"Asian Travel in the Raw"

by Robert A. Miller

During 1999 and early 2000, I spent four-and-a-half months traveling in India, Pakistan, Bangladesh, and Indonesia. Although I had been to Asia, this was unlike my previous travels there because it was my first time as a 100% raw-vegan. What also made these trips significantly different was that I was experiencing markedly better health, ease of finding and being served meals, and people’s often unexpectedly positive reactions to, and respect for, my diet and way of life.

As a raw-vegan, I eat exclusively fresh, uncooked plants. While the bulk of my intake is made up of fruits and vegetables, I also consume nuts, seeds, and sprouted beans. I have been eating a raw food diet since 1998, but raw foods were the mainstay of my diet for the five previous years. I can honestly say that, through this diet and lifestyle, I now experience physical, mental, emotional, and spiritual health far greater than at any other time in my life.

A Musical Tour of the Subcontinent

By profession, I am a composer, saxophonist, and flutist. The first two weeks of my Asian travels were a whirlwind tour with my band, “Prime Meridian,” performing eight concerts in six cities in India and Pakistan. At this point I had little time to enjoy the fruits of India, but the benefits of my raw-vegan diet were clear: tremendous energy, stamina, inner calm, and mental clarity.

During my two prior visits to South Asia, when I was eating a mixed raw- and cooked-vegetarian diet, I did have fairly good health. However, I often got the runs, even from the most mild home-cooked meals. On this latest trip, despite the fact that I flaunted all the conventional rules of travel and common wisdom by simply washing my fruits and vegetables and eating them, I felt better than ever, and had no stomach or bowel problems.

*SET EXERCISE A*.
Please format the listing lines, from the line with "Task: point to every instance of the ear." up to and including the line with "[[456, 329]]", as a Markdown table with the columns Row and Line, numbering each row and leaving out blank lines.

*RECORDS SHOWN*.
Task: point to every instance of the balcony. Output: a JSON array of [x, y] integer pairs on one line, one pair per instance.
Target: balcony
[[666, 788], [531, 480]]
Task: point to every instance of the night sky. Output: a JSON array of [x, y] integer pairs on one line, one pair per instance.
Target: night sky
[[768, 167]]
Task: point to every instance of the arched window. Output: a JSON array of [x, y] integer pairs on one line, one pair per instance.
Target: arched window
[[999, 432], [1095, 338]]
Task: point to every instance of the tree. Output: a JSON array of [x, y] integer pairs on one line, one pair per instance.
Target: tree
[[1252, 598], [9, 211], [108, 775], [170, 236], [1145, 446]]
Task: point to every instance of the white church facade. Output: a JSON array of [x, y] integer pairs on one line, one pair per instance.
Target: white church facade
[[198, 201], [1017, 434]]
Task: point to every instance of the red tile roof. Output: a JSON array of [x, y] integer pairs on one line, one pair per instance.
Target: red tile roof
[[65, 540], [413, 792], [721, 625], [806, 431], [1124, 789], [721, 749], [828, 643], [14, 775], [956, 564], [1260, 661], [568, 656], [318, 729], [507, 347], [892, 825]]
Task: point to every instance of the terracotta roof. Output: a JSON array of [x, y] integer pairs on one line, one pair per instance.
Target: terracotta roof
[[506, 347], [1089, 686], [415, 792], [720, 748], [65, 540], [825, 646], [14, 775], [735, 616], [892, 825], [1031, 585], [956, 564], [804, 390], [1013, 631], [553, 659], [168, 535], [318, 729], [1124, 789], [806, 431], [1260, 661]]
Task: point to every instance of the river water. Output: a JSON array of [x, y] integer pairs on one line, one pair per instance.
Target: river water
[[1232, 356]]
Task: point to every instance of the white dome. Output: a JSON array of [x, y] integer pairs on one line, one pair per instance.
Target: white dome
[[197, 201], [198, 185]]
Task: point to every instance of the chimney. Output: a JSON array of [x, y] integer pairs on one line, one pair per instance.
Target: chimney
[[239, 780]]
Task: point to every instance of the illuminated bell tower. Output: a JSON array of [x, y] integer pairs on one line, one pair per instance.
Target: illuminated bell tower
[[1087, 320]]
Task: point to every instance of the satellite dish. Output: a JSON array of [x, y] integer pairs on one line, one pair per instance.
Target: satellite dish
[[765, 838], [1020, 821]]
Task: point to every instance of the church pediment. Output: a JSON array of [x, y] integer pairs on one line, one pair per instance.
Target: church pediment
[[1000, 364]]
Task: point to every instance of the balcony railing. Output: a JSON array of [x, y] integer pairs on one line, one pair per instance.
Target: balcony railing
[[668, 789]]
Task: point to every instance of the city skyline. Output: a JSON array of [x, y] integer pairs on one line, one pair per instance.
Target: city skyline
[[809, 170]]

...

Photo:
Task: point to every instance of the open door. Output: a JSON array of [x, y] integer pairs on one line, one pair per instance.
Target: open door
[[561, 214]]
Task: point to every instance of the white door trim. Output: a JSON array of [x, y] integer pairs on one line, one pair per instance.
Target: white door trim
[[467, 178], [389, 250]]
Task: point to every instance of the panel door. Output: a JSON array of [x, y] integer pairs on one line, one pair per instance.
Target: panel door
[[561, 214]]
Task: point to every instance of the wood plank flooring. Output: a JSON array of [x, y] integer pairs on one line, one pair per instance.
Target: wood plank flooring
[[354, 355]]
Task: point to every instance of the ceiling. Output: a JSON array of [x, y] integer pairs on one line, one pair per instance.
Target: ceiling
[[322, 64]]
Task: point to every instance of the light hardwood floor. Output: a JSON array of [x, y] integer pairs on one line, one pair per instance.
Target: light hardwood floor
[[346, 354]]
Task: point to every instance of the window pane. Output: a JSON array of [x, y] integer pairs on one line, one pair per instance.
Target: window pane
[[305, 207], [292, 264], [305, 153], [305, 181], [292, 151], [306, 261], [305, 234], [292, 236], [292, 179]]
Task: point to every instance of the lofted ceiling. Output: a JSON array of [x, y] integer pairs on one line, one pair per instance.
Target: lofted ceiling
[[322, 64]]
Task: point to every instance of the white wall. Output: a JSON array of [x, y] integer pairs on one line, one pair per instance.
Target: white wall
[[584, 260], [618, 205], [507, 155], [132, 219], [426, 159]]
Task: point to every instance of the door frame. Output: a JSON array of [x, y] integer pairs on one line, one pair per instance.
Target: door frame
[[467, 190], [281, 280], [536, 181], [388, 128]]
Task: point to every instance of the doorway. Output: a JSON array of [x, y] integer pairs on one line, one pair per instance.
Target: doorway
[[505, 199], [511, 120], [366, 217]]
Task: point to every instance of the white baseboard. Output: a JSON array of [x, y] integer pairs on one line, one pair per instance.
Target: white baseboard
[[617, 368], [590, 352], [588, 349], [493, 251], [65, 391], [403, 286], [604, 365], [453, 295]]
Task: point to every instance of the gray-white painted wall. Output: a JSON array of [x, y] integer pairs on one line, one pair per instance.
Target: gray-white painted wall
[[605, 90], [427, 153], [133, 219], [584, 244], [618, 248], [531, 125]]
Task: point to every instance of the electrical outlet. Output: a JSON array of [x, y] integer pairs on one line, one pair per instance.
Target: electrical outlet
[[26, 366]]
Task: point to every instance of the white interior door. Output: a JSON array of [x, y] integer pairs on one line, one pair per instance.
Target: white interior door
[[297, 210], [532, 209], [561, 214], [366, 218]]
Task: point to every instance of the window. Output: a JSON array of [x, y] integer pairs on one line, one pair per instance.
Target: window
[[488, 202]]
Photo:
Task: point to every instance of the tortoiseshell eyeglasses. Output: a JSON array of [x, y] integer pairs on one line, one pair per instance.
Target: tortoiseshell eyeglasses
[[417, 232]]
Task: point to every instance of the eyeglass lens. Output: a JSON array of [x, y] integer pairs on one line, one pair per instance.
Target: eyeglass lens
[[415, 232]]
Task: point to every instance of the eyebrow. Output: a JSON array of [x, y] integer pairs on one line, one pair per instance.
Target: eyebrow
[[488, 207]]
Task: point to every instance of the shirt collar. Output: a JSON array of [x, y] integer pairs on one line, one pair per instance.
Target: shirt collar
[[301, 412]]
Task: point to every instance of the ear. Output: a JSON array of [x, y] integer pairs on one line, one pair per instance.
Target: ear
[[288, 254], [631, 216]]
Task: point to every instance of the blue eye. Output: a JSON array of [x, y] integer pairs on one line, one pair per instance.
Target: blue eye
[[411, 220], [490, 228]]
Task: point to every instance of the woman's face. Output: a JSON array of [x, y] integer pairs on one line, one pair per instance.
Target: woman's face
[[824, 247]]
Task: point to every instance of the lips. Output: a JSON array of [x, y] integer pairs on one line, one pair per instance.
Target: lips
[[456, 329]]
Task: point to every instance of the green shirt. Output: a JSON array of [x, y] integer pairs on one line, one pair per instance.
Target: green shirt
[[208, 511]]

--

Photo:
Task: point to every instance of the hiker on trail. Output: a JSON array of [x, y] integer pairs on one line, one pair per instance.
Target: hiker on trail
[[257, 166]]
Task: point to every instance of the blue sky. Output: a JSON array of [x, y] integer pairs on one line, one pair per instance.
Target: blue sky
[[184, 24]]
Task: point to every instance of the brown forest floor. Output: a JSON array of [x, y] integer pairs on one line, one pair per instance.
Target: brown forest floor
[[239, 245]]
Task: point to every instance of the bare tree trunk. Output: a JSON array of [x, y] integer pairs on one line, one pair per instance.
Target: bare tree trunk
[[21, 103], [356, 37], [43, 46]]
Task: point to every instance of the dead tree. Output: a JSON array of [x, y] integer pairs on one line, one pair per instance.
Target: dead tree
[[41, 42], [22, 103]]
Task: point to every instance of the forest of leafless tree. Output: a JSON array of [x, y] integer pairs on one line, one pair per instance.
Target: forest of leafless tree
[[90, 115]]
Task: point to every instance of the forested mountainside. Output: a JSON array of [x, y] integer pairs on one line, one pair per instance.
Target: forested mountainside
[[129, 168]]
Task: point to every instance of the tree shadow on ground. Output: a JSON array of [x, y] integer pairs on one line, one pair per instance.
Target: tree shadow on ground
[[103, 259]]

*SET EXERCISE B*.
Retype the passage of the raw-vegan travel article from "By profession, I" up to and including "or bowel problems." without any changes.

*EXERCISE RESPONSE A*.
| Row | Line |
|---|---|
| 1 | Task: point to every instance of the ear. Output: a JSON array of [x, y] integer pairs on one line, one pair per instance. |
| 2 | Target: ear |
| 3 | [[288, 254], [631, 216]] |
| 4 | Task: point to every instance of the blue eye. Output: a JSON array of [x, y] integer pairs on one line, one pair per instance. |
| 5 | Target: blue eye |
| 6 | [[411, 220], [490, 228]] |
| 7 | Task: point to every instance of the woman's face. Output: a JSON array of [x, y] integer pairs on one line, one pair per instance. |
| 8 | Target: woman's face |
| 9 | [[824, 247]] |
| 10 | Task: point to every instance of the lips. Output: a JSON array of [x, y] integer pairs on one line, one pair per instance. |
| 11 | Target: lips |
| 12 | [[456, 329]] |

*EXERCISE RESPONSE B*.
By profession, I am a composer, saxophonist, and flutist. The first two weeks of my Asian travels were a whirlwind tour with my band, “Prime Meridian,” performing eight concerts in six cities in India and Pakistan. At this point I had little time to enjoy the fruits of India, but the benefits of my raw-vegan diet were clear: tremendous energy, stamina, inner calm, and mental clarity.

During my two prior visits to South Asia, when I was eating a mixed raw- and cooked-vegetarian diet, I did have fairly good health. However, I often got the runs, even from the most mild home-cooked meals. On this latest trip, despite the fact that I flaunted all the conventional rules of travel and common wisdom by simply washing my fruits and vegetables and eating them, I felt better than ever, and had no stomach or bowel problems.